* [SHORT TASK]
Rewrite the records starting with the line containing "Confirm that each instance of the human" and going on through the end of the records, raising every number in the coordinate pairs listed under "Markers:" by 119. Keep all other text in those lines unchanged.

(Named object pointing records)
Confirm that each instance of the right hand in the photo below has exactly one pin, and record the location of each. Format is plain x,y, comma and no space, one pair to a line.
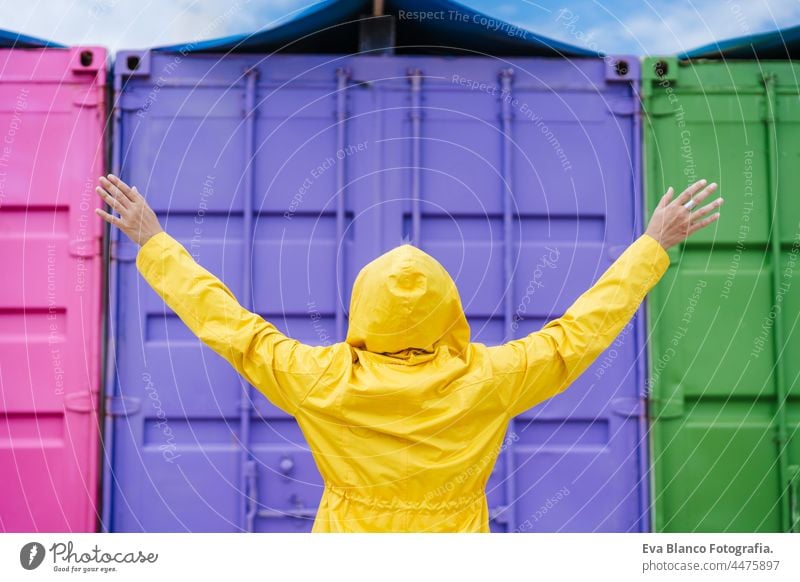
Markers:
672,222
136,219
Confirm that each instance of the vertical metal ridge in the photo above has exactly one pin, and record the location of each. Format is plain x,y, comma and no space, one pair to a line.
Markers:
110,379
506,82
778,336
640,329
247,481
342,79
415,77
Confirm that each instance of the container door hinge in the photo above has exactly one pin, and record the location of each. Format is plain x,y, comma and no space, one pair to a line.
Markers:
81,401
88,98
122,405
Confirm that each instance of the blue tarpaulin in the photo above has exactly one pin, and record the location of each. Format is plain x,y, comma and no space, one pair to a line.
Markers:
422,26
778,44
10,39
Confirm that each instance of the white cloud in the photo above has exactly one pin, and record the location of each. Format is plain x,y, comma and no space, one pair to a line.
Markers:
660,27
121,24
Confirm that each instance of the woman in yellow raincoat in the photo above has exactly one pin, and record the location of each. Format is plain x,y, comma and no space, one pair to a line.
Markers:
406,417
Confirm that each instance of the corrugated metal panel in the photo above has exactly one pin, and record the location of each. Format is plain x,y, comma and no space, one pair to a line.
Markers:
724,317
308,168
52,116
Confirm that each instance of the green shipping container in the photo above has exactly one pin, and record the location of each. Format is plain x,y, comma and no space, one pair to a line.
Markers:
725,345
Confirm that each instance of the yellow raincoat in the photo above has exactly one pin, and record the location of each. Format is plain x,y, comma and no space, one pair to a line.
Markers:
405,418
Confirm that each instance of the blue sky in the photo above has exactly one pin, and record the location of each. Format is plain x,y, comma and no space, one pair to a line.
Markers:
641,27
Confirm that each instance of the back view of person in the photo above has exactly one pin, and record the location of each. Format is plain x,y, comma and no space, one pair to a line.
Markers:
406,417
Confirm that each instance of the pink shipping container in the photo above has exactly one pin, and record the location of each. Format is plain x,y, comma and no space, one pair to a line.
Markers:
52,120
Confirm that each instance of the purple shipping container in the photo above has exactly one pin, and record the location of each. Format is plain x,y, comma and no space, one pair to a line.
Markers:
284,176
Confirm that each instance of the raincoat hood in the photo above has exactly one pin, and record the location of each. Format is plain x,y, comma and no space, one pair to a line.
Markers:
405,301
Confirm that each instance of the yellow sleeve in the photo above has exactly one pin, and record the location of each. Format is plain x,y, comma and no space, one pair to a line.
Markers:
281,368
545,363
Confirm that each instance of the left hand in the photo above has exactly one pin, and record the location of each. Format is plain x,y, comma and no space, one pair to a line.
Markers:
136,219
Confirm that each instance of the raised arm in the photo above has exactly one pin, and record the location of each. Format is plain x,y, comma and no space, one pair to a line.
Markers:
283,369
546,362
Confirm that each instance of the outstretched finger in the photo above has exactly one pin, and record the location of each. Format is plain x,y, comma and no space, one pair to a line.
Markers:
689,192
115,192
124,188
109,218
666,197
705,193
703,223
702,211
111,200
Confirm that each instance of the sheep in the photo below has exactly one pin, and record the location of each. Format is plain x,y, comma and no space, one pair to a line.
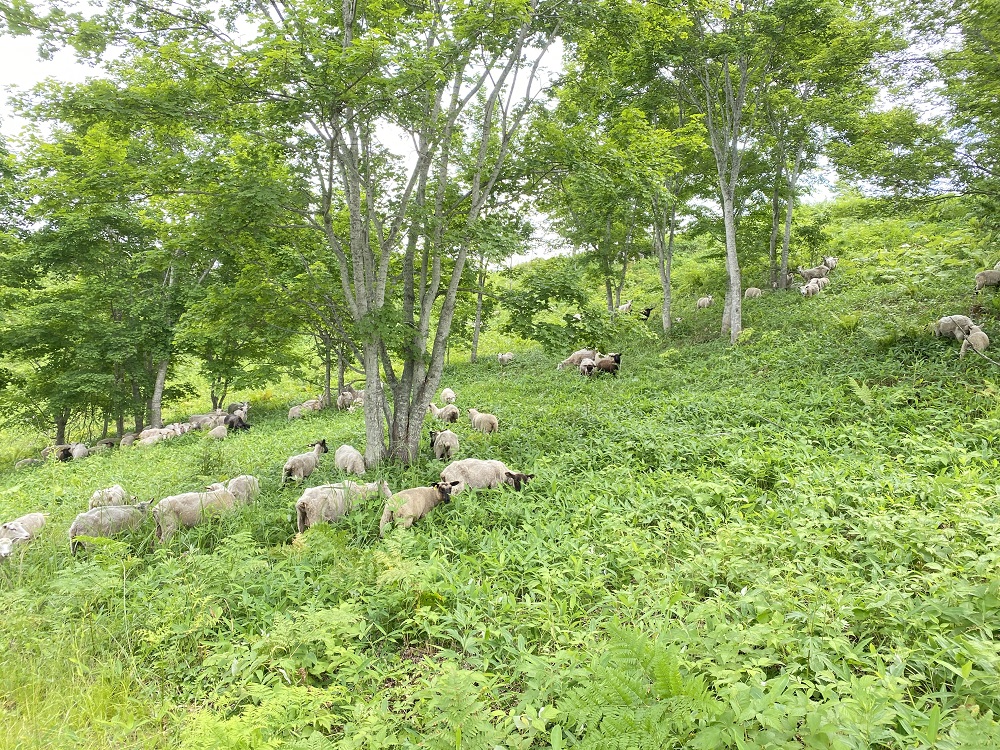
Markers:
190,509
300,466
330,502
22,529
957,325
350,460
574,359
987,278
245,487
476,473
813,273
113,495
444,444
409,505
106,521
976,339
485,423
447,413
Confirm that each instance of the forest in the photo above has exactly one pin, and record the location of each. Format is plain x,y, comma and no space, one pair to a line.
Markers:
775,526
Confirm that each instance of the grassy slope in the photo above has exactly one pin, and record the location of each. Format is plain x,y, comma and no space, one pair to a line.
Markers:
809,517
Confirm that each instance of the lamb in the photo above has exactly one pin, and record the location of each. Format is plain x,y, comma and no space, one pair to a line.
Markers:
330,502
447,413
22,529
444,444
113,495
813,273
574,359
300,466
476,473
190,509
976,339
350,460
409,505
958,325
106,521
987,278
245,487
485,423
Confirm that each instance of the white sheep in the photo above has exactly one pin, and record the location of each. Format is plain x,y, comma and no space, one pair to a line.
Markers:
447,413
485,423
106,521
300,466
976,339
20,530
987,278
475,473
444,444
409,505
350,460
330,502
190,509
574,359
245,487
113,495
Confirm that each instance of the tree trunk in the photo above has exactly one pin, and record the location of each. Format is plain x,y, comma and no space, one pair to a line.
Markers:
156,402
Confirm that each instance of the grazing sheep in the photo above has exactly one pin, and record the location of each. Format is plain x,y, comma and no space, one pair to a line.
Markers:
485,423
409,505
447,413
976,339
349,459
809,274
245,487
113,495
957,325
22,529
190,509
574,359
300,466
476,473
106,521
444,444
330,502
987,278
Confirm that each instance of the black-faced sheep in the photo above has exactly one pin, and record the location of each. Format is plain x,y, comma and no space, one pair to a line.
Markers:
444,444
409,505
485,423
300,466
106,521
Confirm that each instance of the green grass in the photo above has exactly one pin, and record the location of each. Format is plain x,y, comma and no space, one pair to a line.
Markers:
791,542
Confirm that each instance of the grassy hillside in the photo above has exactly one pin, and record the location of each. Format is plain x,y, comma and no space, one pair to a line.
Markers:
787,543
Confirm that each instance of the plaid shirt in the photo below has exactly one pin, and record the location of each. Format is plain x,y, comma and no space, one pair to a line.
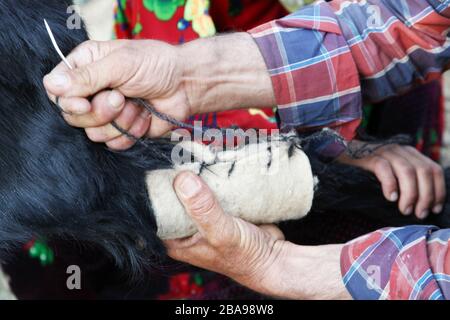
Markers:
409,263
327,58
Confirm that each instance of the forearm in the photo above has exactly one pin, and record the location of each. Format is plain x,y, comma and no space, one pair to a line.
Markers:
224,73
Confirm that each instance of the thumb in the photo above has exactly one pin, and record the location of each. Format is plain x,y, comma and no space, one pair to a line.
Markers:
87,80
203,207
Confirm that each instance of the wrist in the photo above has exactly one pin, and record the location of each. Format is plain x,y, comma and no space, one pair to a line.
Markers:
224,73
306,273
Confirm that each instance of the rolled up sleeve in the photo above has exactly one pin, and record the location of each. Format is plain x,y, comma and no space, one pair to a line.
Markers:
410,263
329,58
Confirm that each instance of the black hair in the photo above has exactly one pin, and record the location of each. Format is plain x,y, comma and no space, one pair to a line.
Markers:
53,181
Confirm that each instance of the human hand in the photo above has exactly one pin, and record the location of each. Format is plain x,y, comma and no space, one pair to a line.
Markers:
256,257
109,71
406,176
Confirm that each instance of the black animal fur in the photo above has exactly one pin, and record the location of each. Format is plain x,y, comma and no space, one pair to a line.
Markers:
55,183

* [RESULT OF THIS TASK]
Confirm that each instance of the human hand in the photo above has exactly one pin, and record the location of each. Format is plain x,y, comma and no space, one pair to a line.
Markers:
375,376
228,190
525,295
Confirm that each instance of the black animal fur in the photo above has exactly one pin, and record the location of each. Format is plain x,y, comma and no space, one pair to a line.
Markers:
174,302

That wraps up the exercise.